_Requirements_
In the records below, copy the lines from the line with "Can you find the swimming" through the line with "pixel 113 97", both included, unchanged and character for character.
== Data lines ==
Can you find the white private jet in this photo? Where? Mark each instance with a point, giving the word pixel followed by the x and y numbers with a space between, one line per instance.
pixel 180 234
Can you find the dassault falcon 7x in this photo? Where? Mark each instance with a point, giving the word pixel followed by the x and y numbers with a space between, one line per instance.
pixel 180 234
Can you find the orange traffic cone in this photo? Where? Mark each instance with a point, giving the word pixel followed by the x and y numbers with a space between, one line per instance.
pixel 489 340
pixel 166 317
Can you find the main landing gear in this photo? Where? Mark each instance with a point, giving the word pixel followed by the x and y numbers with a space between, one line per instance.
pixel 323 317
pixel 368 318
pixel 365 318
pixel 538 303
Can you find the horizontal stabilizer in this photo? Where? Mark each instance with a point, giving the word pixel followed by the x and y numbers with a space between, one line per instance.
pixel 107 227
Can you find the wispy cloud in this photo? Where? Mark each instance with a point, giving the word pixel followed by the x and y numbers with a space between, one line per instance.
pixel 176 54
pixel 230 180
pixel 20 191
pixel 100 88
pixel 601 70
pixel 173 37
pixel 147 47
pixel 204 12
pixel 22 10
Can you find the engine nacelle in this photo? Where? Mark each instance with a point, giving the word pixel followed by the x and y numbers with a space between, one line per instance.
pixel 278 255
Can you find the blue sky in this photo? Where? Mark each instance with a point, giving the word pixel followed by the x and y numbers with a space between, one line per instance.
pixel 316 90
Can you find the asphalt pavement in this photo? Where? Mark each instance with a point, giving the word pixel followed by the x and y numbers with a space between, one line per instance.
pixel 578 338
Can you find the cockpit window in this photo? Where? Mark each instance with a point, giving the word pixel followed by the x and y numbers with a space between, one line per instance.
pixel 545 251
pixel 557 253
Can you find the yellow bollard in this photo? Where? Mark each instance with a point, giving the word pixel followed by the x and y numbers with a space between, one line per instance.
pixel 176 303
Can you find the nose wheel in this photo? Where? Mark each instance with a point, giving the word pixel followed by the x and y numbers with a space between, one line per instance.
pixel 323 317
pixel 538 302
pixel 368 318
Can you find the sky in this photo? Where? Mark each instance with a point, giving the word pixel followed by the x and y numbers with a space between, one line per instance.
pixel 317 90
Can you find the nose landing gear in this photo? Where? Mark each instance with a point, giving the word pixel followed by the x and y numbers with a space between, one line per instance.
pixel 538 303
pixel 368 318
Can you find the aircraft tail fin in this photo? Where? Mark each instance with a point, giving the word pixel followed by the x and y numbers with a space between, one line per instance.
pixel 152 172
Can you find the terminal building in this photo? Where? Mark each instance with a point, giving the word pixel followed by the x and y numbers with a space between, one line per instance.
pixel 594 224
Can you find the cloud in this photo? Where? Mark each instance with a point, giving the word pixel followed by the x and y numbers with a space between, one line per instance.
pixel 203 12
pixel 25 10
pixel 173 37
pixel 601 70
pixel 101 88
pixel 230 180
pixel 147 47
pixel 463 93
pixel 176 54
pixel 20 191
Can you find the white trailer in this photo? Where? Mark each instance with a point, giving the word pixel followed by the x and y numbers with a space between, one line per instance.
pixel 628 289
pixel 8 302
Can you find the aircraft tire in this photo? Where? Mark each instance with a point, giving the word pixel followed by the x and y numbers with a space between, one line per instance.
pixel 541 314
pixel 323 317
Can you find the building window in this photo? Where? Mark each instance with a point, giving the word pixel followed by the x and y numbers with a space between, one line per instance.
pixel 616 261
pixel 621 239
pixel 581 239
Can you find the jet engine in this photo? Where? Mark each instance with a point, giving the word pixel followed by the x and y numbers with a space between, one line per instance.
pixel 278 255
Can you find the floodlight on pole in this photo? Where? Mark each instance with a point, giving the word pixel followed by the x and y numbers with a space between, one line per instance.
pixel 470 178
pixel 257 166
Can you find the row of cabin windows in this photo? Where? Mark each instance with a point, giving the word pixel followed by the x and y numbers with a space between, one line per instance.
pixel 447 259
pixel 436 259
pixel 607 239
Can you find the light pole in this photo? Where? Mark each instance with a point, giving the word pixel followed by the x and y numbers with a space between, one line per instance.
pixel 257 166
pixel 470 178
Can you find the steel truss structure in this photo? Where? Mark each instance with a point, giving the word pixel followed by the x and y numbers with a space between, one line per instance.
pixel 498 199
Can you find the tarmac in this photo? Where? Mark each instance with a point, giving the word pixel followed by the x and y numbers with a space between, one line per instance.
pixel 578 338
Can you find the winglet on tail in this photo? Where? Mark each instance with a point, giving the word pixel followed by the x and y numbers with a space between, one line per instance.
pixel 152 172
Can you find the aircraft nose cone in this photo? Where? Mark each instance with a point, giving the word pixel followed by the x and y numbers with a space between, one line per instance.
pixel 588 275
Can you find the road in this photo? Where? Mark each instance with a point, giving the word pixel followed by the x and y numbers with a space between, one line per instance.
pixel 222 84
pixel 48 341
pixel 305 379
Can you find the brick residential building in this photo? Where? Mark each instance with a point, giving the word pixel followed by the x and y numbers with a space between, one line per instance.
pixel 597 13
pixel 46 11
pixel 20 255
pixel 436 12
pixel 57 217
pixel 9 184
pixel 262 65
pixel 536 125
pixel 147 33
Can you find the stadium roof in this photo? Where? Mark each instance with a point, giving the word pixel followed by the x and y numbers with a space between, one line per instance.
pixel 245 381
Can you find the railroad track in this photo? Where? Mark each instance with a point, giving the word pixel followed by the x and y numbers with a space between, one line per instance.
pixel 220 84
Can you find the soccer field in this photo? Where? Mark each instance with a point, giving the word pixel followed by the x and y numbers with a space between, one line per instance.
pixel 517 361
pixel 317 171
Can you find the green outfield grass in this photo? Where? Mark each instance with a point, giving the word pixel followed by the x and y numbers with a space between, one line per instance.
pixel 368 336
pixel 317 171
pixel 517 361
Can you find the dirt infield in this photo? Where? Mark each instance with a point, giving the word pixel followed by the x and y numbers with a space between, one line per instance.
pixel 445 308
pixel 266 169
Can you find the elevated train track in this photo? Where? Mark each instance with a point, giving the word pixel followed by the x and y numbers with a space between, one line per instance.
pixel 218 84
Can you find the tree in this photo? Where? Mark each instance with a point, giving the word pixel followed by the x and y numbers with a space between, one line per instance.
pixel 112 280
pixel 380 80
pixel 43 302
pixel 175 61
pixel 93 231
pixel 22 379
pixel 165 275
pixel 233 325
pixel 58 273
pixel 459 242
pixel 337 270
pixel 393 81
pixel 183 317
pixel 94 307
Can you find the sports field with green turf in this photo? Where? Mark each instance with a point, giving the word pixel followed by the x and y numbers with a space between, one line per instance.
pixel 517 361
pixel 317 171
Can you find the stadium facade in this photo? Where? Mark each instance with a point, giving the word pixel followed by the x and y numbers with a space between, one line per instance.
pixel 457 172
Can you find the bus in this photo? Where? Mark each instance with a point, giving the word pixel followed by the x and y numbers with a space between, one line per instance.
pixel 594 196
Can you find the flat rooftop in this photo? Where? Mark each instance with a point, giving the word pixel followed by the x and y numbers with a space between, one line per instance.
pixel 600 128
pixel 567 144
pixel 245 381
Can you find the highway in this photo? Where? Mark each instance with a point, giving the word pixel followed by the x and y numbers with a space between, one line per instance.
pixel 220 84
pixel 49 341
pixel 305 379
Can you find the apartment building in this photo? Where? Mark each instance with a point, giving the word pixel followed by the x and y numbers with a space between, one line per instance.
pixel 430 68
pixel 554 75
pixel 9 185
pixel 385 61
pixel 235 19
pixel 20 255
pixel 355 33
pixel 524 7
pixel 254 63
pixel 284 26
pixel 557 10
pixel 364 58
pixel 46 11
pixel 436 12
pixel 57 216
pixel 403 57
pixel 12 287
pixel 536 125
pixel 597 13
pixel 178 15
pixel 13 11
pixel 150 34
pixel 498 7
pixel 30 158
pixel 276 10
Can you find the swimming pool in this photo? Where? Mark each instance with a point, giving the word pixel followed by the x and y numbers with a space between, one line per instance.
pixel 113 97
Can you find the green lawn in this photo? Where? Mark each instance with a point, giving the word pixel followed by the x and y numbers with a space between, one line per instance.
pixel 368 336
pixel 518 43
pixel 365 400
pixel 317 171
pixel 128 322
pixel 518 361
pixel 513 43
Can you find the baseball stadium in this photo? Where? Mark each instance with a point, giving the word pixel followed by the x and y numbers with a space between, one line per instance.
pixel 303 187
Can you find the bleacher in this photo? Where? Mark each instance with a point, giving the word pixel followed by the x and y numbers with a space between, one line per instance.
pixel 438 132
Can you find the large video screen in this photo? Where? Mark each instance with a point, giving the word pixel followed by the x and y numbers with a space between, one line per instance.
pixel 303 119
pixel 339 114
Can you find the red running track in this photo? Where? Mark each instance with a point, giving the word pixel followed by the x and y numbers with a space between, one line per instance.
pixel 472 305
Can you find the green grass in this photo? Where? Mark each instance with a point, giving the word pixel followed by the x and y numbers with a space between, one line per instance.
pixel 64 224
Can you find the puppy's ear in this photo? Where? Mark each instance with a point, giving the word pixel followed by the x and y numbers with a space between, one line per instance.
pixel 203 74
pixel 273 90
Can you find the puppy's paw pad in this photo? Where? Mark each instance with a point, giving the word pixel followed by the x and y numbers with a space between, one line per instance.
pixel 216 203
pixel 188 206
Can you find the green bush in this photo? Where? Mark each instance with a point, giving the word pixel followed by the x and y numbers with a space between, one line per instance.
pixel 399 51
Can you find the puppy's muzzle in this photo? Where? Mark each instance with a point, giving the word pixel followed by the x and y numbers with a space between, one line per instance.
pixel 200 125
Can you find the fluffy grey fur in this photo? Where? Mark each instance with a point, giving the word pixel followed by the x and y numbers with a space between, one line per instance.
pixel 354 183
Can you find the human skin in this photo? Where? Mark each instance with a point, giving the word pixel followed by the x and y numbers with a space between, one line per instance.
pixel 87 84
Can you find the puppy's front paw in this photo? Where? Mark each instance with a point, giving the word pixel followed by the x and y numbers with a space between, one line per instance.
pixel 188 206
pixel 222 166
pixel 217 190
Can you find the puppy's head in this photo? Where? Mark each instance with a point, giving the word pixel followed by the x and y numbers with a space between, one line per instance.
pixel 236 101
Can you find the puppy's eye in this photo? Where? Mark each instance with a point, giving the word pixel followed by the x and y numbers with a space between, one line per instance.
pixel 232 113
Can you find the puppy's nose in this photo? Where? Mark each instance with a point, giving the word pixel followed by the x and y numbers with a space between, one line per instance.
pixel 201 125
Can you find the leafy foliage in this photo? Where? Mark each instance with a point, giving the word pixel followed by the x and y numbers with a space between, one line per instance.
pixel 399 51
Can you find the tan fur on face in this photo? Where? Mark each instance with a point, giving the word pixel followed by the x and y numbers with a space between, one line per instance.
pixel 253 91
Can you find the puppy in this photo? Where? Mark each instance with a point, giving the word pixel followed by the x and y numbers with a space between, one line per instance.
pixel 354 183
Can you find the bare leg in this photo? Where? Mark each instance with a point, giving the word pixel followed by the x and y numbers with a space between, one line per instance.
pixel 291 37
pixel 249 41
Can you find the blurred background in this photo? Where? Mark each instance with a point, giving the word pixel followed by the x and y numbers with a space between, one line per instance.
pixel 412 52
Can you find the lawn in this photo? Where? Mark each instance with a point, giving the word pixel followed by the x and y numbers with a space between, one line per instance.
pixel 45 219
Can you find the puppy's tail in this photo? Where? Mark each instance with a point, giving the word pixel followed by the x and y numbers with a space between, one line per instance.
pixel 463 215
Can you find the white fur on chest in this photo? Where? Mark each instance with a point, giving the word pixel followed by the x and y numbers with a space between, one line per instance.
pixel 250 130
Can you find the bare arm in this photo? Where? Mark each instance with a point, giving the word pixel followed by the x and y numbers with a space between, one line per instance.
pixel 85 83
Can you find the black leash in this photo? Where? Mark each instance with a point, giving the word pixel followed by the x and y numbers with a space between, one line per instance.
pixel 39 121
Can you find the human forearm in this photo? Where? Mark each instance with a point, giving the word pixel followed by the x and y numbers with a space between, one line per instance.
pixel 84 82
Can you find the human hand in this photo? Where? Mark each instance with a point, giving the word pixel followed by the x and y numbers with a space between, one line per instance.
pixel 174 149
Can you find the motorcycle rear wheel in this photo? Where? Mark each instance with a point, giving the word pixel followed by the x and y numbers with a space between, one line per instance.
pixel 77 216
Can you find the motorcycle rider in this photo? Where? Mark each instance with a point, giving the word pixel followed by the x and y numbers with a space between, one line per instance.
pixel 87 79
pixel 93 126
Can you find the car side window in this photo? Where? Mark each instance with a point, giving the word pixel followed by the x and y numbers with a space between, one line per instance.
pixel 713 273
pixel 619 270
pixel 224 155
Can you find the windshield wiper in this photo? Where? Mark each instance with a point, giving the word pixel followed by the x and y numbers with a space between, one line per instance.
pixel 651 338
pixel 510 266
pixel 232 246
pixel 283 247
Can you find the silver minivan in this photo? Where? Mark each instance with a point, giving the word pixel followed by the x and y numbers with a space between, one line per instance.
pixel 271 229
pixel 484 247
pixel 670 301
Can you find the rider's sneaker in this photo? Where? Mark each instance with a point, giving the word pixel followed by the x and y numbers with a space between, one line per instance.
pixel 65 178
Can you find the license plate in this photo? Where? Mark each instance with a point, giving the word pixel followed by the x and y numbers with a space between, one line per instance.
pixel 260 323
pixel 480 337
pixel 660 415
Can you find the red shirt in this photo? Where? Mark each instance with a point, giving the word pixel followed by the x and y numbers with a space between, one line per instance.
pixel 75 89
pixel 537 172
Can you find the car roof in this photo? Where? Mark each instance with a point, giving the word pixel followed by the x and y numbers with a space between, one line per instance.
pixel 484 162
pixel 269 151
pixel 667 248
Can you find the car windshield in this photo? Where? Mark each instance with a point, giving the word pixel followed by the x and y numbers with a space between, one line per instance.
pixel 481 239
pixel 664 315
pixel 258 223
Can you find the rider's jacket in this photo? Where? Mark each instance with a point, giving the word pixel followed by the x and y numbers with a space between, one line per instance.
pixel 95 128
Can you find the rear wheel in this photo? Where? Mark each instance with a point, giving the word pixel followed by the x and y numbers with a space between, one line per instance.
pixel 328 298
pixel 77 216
===
_Written response_
Can you find the swimming pool in this photo? Where? Mark each instance with a point, giving the word pixel followed by the x and y numbers with a space between, one line per instance.
pixel 113 97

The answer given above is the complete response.